Exercise instructions:
Gather every line of the records below that contains the word "stem", and copy each of those lines in full.

Source material:
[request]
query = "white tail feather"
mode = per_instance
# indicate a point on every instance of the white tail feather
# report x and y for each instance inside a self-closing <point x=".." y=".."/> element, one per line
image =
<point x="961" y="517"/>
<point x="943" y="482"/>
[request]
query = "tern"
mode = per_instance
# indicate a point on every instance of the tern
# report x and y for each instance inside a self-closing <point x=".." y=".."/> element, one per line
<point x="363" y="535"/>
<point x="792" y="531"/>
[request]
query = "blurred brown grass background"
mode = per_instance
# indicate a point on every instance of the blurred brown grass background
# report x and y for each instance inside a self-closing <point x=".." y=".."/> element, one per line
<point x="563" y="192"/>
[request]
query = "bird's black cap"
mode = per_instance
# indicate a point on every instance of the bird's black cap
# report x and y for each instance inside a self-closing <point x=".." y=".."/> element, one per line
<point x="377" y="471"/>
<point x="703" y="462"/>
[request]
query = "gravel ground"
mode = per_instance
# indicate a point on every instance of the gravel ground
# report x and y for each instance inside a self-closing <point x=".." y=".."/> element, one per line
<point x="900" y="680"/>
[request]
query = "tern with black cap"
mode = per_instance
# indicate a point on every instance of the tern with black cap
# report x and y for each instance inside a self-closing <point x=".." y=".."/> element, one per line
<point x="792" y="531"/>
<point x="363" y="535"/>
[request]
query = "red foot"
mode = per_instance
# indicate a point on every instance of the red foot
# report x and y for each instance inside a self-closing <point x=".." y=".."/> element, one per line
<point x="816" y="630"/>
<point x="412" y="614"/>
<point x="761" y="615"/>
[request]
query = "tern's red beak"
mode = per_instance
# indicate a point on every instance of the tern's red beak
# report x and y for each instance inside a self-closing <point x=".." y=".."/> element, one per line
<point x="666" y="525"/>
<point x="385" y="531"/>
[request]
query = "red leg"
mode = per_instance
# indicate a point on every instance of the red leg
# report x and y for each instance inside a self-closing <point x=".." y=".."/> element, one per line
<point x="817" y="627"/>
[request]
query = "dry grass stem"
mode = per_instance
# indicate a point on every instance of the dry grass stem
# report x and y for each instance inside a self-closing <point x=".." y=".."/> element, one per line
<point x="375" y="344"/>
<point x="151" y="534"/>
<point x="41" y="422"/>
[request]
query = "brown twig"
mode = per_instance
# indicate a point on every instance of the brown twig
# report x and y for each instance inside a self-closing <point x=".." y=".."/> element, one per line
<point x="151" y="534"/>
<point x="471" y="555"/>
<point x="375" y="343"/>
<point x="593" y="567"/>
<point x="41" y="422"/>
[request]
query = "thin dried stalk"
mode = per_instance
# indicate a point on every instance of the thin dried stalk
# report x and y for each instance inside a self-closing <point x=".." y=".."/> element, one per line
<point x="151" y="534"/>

Task solution:
query = "dry grass stem"
# indicate a point on every instance of the dry grass stem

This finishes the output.